## [Text provided]
%%

When She Woke by Hillary Jordan
Set in the not-too-distant future in ultra-conservative Texas, this novel is quite a departure from the author’s first novel, Mudbound, which was set in Post-WWII Midwestern America. And yet, there are parallels: prejudice and stigma, oppression, and a female protagonist with an inner strength and resoluteness to rise above her situation.
When She Woke is a futuristic retelling of The Scarlet Letter, Nathaniel Hawthorne’s 1850 novel about a woman scorned; found guilty of adultery – and bearing a child out-of-wedlock, the product of that adultery – Hester Prynne is sentenced to wear a blazing scarlet letter A on her person so that all who might see her will know of her crime. When She Woke’s Hannah Payne (the protagonist’s name is only one on a list of similarities to The Scarlet Letter; both heroines are seamstresses, and like Scarlet’s Hester, Hannah names her aborted fetus Pearl in an exceedingly creepy scene) is convicted of murder and sentenced to sixteen years of melachroming – the process developed by which a person’s genes are altered so as to render their skin, from head to toe, a monochromatic color to fit their “crime.” Hannah’s crime is abortion and her punishment is living for the next 16 years as a “Red” – scarlet from head to toe – and forced infertility by way of a surgical implant.

%%

## [Actions to take]
**a.** In the review of When She Woke, how many years of melachroming is Hannah Payne sentenced to?
**b.** Using the review of When She Woke, explain why Hester Prynne is made to wear a scarlet letter A.

## [Dataset records]
%%

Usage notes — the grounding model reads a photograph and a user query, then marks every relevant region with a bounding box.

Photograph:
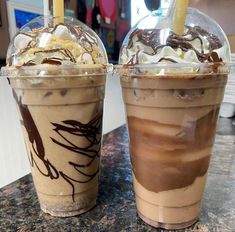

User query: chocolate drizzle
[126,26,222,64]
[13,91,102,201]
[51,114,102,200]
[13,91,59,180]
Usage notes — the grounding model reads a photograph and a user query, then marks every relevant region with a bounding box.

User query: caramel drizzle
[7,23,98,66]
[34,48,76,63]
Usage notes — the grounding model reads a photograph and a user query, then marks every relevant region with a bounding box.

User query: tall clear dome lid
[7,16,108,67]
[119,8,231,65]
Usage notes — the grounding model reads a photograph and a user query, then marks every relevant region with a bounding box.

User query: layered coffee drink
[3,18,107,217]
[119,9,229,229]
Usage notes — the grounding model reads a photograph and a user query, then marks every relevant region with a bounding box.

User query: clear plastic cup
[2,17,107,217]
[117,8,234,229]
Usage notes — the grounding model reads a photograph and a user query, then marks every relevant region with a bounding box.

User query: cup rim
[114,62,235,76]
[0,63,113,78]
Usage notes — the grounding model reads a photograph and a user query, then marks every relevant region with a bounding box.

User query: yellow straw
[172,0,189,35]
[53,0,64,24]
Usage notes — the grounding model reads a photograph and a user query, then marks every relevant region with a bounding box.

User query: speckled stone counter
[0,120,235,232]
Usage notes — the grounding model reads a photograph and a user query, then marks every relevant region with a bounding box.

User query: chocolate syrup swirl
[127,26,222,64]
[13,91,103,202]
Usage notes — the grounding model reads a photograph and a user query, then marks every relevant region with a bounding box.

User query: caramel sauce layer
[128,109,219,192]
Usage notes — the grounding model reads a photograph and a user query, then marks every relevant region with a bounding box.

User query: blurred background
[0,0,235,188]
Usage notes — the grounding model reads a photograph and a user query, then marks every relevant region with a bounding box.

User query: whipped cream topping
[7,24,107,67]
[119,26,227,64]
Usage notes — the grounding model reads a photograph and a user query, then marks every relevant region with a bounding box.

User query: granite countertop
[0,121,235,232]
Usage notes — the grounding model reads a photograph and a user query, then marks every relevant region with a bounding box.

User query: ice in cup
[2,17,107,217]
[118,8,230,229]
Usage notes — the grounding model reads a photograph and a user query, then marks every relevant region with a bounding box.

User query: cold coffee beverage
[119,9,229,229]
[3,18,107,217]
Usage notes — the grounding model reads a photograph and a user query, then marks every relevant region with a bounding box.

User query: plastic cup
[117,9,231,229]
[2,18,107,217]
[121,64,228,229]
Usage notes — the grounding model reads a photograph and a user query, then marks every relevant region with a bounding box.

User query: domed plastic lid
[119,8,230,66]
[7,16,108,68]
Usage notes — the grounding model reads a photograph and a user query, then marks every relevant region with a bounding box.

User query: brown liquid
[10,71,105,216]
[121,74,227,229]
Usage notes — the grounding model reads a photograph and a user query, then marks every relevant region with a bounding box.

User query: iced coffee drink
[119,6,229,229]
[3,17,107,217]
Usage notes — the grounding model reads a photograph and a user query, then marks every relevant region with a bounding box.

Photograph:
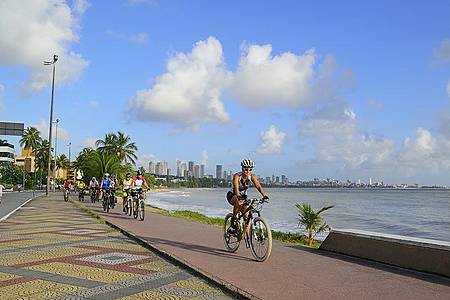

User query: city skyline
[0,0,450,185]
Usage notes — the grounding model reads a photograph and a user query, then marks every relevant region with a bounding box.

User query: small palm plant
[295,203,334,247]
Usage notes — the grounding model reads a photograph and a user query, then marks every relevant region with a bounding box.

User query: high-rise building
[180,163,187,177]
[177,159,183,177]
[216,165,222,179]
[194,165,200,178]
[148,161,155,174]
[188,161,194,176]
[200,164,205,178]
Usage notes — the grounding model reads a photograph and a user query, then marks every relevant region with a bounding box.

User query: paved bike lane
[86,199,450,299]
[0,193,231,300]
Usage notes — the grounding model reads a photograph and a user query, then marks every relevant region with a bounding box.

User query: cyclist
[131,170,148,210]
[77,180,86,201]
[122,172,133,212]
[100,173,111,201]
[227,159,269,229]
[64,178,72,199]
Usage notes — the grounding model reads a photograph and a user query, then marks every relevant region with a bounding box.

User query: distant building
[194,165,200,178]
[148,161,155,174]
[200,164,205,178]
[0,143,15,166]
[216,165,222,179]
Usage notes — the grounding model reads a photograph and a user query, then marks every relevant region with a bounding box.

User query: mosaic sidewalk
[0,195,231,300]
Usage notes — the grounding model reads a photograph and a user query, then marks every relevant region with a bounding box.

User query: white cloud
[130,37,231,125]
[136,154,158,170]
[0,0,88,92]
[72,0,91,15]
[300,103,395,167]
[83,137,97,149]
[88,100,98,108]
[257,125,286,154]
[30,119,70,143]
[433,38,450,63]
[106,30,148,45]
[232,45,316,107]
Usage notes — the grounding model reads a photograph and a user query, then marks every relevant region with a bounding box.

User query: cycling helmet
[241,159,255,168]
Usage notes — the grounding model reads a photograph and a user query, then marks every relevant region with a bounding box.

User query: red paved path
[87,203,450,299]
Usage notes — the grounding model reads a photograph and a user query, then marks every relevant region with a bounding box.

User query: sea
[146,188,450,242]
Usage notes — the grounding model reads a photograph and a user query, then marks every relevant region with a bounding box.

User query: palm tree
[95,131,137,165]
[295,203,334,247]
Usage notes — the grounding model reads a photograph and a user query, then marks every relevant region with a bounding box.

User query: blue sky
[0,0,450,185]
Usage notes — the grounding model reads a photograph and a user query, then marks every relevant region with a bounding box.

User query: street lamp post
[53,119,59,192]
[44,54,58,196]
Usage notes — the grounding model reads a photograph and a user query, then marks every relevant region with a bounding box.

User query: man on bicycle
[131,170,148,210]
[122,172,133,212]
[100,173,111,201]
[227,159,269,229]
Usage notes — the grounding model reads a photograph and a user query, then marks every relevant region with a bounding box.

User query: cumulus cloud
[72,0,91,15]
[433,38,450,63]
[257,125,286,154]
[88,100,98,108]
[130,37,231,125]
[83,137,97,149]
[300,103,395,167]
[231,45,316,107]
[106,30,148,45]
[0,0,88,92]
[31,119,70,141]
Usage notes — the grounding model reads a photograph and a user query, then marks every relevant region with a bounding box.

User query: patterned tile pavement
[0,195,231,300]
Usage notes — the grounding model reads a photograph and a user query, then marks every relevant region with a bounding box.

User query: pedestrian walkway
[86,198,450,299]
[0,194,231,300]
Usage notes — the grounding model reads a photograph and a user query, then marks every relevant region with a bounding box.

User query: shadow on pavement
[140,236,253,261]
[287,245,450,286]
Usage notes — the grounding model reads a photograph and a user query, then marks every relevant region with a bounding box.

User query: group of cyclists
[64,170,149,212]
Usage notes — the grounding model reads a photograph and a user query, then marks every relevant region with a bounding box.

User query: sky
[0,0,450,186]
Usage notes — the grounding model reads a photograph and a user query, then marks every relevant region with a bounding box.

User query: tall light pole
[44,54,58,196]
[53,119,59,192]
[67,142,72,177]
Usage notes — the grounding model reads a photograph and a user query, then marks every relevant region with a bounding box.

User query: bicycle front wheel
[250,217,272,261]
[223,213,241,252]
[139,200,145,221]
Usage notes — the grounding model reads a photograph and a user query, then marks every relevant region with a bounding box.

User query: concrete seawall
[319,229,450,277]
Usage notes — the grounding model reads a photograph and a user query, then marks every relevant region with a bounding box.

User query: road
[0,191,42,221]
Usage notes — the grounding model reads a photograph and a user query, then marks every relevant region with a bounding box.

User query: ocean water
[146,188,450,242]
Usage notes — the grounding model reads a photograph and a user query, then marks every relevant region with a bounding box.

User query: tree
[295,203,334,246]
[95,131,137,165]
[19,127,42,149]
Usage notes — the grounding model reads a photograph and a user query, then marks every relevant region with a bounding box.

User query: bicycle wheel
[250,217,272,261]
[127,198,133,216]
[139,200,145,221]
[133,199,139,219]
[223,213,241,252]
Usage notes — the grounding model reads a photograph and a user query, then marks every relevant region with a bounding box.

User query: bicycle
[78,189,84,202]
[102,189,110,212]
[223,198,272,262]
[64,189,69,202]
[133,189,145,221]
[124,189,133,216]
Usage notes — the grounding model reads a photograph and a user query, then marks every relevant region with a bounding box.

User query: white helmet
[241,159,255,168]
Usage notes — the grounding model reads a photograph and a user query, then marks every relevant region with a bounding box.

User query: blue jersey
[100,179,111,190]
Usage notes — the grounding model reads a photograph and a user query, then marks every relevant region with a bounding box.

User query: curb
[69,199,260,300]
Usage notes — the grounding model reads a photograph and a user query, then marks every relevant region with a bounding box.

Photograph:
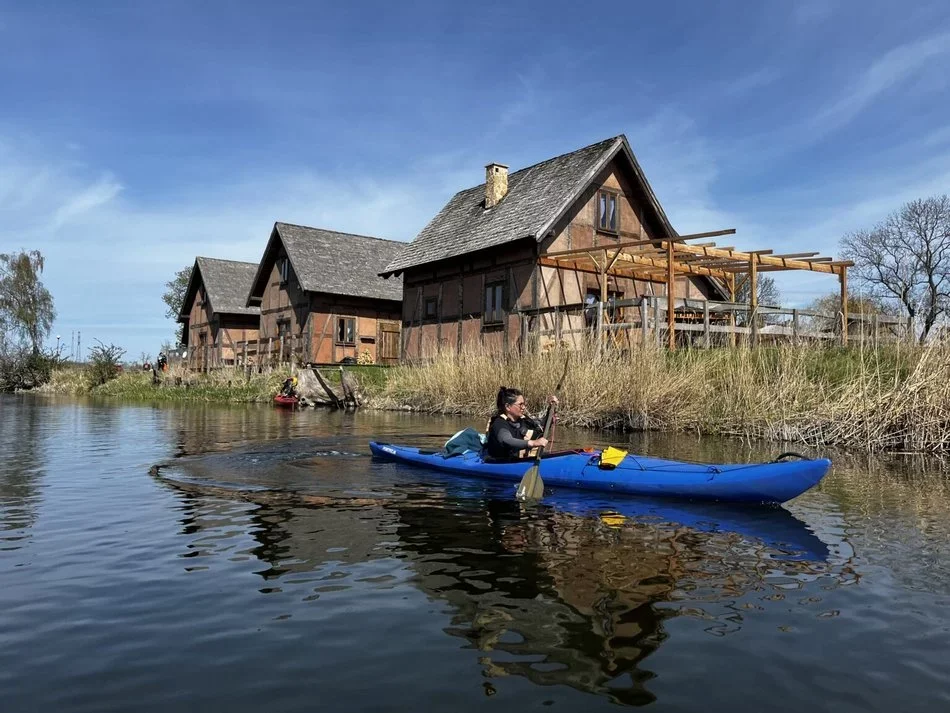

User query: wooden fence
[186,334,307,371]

%%
%%

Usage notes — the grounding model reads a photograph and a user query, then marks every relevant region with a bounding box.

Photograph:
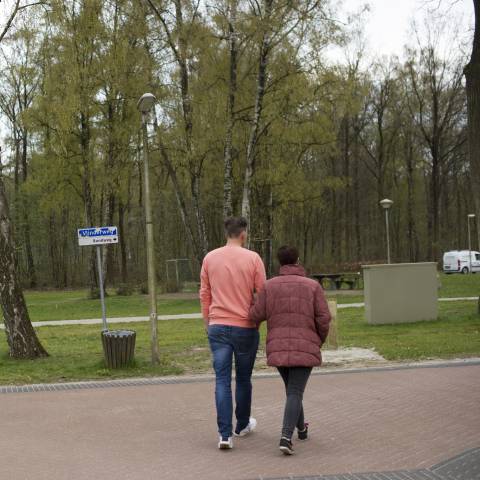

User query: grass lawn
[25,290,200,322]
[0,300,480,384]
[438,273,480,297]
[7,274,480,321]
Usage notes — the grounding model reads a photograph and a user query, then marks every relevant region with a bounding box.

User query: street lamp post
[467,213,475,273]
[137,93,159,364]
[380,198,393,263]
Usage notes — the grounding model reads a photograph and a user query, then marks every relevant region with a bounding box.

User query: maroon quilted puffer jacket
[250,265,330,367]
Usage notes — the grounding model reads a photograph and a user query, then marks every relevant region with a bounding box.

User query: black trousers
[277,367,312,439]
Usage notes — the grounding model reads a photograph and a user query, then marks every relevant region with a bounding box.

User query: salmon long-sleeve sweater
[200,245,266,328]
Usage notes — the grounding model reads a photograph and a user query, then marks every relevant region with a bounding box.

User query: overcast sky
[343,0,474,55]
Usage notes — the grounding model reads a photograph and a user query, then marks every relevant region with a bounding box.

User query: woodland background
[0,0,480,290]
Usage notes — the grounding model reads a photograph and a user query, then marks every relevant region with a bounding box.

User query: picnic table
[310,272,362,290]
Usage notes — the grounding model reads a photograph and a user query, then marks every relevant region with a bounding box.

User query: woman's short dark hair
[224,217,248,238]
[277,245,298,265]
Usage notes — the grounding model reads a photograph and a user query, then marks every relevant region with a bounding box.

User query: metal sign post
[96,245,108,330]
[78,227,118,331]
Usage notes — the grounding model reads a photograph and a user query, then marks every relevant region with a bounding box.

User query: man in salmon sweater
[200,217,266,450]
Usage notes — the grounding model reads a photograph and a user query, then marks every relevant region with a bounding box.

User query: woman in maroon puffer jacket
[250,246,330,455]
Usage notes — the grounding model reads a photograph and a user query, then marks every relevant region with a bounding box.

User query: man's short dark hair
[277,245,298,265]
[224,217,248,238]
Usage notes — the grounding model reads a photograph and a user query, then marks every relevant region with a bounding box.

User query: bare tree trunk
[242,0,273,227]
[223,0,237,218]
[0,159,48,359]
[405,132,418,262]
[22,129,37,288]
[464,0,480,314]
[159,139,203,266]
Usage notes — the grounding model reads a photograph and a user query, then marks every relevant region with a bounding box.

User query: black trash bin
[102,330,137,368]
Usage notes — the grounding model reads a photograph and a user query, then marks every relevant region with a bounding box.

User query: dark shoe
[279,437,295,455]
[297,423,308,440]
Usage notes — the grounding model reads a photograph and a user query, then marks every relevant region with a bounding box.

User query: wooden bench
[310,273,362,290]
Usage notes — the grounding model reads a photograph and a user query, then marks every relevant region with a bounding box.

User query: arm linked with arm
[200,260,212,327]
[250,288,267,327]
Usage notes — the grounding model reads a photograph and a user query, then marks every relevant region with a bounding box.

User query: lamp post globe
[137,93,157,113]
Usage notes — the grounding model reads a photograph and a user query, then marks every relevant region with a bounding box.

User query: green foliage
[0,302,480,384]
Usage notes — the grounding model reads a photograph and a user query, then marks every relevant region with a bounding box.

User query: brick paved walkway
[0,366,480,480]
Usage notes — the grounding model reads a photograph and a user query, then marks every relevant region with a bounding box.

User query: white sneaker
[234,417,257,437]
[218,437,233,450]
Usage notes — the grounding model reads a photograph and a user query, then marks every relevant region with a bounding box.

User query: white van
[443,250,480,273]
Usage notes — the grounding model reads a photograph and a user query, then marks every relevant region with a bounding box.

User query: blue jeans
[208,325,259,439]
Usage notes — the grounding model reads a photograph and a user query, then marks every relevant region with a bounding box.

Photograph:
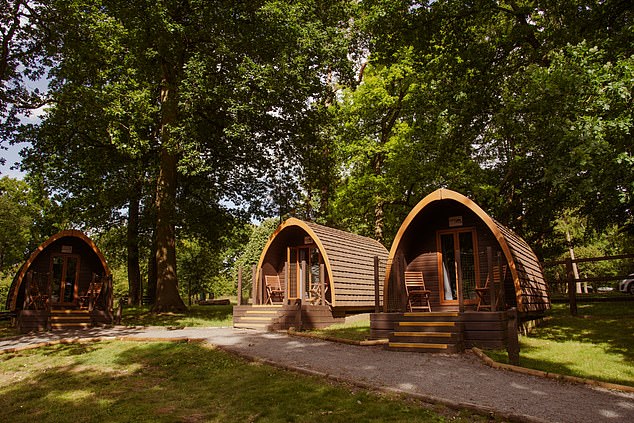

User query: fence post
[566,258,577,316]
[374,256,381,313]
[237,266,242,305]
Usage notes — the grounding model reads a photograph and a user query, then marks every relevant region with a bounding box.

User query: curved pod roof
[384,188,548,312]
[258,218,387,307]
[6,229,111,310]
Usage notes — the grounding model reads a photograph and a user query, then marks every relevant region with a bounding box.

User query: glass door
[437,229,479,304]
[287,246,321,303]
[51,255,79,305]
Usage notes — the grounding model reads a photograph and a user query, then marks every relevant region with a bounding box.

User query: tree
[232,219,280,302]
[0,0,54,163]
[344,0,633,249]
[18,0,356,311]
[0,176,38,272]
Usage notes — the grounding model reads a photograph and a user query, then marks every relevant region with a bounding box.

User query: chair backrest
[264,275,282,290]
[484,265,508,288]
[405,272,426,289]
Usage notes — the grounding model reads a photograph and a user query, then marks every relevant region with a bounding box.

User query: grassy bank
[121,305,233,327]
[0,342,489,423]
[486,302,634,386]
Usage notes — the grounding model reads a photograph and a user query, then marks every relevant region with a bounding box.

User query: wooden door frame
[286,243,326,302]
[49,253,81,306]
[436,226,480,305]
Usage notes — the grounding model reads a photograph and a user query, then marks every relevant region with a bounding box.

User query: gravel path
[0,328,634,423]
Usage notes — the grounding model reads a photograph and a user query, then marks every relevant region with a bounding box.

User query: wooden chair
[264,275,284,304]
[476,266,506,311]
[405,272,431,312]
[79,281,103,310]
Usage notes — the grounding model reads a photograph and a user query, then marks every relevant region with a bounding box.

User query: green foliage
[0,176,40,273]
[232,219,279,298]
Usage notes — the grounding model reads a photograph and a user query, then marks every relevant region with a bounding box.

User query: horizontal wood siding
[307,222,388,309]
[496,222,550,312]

%%

## [Written responses]
**a.** Sixteen years.

**b.** Hester Prynne has been found guilty of adultery and has borne a child out of wedlock as a result. She is sentenced to wear the scarlet A so that everyone who sees her will know of her crime.